In summary, the study of alterations in the electrical and motor characteristics of children with FD is important to advance the understanding of the pathophysiology of FD, but a common problem with most of the techniques is inconsistent association between symptoms and findings. A possible explanation for some of the poor correlation between symptoms and findings is the multifactorial nature of FD. Prandial state, nutrient type, mucosal inflammation, autonomic, enteric, and central neural input, distal intestinal motor function, presence of constipation, and regulatory hormones all have the potential to affect filling and emptying of the stomach as well as perception of associated symptoms. Abnormalities of any of the various motor functions of the stomach can manifest with different severity of symptoms depending on the level of visceral hypersensitivity, anxiety, or hyperawareness.

> **Instructions**:
a – Reproduce the passage on FD in children, starting with "In summary, the" and going on through "anxiety, or hyperawareness.".
b – Pick up the passage on FD in children after its final sentence and continue it.

> **Dataset records**:
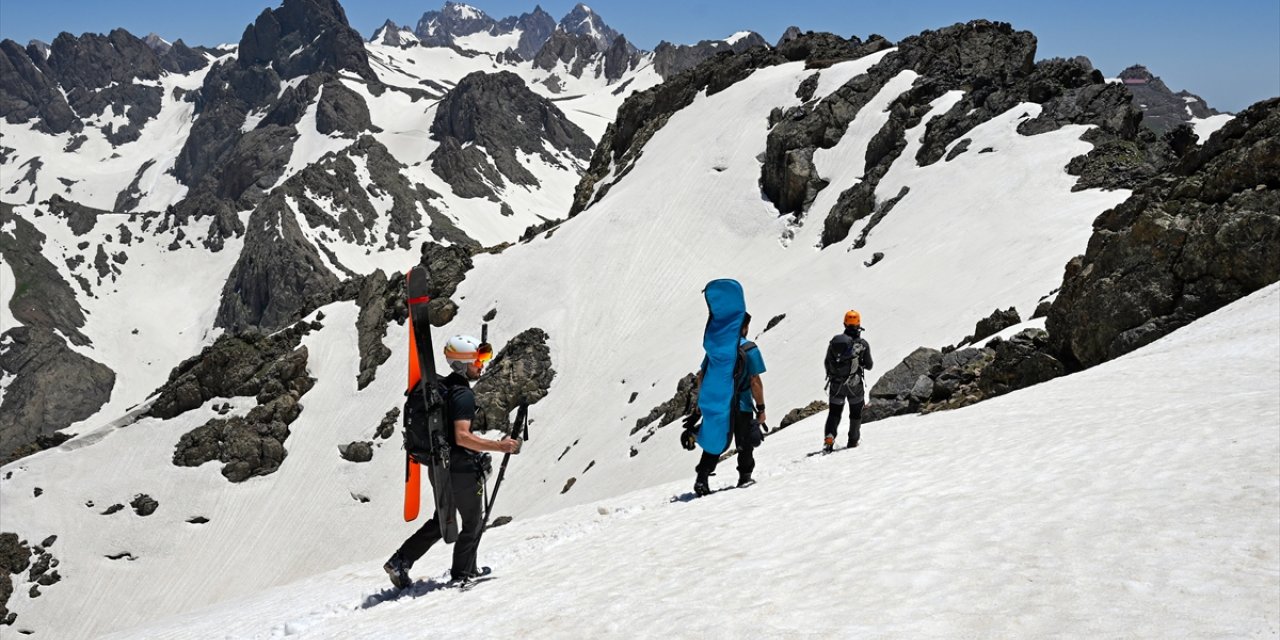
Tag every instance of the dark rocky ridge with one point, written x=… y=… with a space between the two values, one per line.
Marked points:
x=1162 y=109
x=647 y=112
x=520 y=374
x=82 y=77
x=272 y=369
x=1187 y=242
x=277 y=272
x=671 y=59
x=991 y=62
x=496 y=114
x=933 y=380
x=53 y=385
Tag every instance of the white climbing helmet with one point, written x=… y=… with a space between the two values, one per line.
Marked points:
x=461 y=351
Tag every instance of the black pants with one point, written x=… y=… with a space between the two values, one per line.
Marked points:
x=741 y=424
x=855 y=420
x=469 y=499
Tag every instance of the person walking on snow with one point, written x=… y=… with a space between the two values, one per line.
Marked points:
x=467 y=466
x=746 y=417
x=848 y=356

...

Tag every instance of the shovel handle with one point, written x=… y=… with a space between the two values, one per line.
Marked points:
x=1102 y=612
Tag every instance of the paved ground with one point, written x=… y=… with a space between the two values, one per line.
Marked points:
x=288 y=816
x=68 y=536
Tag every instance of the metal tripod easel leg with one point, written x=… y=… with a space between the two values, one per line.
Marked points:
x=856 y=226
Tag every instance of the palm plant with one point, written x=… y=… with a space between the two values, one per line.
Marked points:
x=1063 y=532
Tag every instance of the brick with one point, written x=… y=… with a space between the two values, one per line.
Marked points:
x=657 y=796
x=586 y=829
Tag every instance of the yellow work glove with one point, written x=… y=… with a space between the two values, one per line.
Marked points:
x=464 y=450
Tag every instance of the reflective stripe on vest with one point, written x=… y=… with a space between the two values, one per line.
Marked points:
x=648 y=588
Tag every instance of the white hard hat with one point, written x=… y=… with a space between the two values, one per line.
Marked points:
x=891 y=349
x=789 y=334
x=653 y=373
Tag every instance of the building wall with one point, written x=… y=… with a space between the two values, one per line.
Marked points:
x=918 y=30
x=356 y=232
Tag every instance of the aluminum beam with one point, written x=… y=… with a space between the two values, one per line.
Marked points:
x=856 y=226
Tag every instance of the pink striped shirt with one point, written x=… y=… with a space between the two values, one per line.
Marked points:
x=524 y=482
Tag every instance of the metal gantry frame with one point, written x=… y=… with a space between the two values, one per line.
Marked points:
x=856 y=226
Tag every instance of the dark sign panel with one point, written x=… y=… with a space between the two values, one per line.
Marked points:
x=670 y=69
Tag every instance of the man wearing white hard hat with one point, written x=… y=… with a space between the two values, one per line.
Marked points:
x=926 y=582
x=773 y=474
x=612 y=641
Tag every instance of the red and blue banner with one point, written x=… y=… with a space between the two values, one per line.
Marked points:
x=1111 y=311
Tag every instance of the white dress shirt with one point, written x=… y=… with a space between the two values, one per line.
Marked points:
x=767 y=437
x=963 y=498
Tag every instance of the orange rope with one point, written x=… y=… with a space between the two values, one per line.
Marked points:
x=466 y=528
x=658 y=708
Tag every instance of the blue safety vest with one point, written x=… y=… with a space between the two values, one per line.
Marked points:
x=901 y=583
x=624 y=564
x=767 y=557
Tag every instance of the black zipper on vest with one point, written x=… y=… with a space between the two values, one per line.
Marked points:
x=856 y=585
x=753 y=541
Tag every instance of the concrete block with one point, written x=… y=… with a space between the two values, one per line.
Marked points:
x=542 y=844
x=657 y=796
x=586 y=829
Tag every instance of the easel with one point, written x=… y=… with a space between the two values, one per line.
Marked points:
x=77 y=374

> **List of answers**:
a –
In summary, the study of alterations in the electrical and motor characteristics of children with FD is important to advance the understanding of the pathophysiology of FD, but a common problem with most of the techniques is inconsistent association between symptoms and findings. A possible explanation for some of the poor correlation between symptoms and findings is the multifactorial nature of FD. Prandial state, nutrient type, mucosal inflammation, autonomic, enteric, and central neural input, distal intestinal motor function, presence of constipation, and regulatory hormones all have the potential to affect filling and emptying of the stomach as well as perception of associated symptoms. Abnormalities of any of the various motor functions of the stomach can manifest with different severity of symptoms depending on the level of visceral hypersensitivity, anxiety, or hyperawareness.

b –
Intestinal Inflammation

Intestinal inflammation is increasingly recognized as a potential pathophysiologic mechanism in FD [101103]. The mechanism by which these inflammatory cells relate to dyspeptic symptoms remains unclear. A possible link between inflammation and symptoms is through motor or visceral sensory alterations. Although still preliminary, some data suggests that impaired intestinal mucosal barrier function may be related to low-level inflammation identified in patients with FD [104]. Intestinal mast cell and eosinophils are increased in some adults with IBS and FD [105, 106]. Children with FD were shown to have increased antral mast cell degranulation, and antral mast cell density was correlated with gastric dysrhythmias and delayed gastric emptying [89]. Normative data for mucosal eosinophil numbers is controversial, but location, number, and extent of degranulation are important considerations. Pediatric FD patients were found to have moderate to extensive duodenal eosinophil degranulation on electron microscopy in a small study [107]. Similar results were found in adults with FD [106]. Increased numbers of duodenal mucosal eosinophils are also demonstrated in several pediatric studies of both FD and unspecified chronic abdominal pain [108, 109].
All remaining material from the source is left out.